[Excerpted records — start]

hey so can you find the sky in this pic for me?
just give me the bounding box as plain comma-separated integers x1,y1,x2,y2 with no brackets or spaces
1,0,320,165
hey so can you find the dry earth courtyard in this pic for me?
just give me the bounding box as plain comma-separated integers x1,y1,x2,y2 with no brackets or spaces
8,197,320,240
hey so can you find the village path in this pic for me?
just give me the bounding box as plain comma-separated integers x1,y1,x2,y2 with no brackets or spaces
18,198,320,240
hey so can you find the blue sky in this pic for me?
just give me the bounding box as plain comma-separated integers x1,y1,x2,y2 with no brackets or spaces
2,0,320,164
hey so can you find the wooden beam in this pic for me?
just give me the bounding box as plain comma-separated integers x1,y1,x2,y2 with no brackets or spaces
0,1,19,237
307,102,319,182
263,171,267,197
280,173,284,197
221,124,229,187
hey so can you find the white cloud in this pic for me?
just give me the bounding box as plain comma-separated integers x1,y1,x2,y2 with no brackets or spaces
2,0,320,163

[Excerpted records — finish]

_What to produce_.
Copy only the entries from the first line to the line with "hey so can you find the dry", each exactly as it appears.

_Solution for this problem_.
hey so can you find the sky in this pic for me?
just give me the bounding box as plain comma-separated integers x1,y1,x2,y2 with no brackets or spaces
1,0,320,165
hey so can you find the dry earth courtyard in this pic for me?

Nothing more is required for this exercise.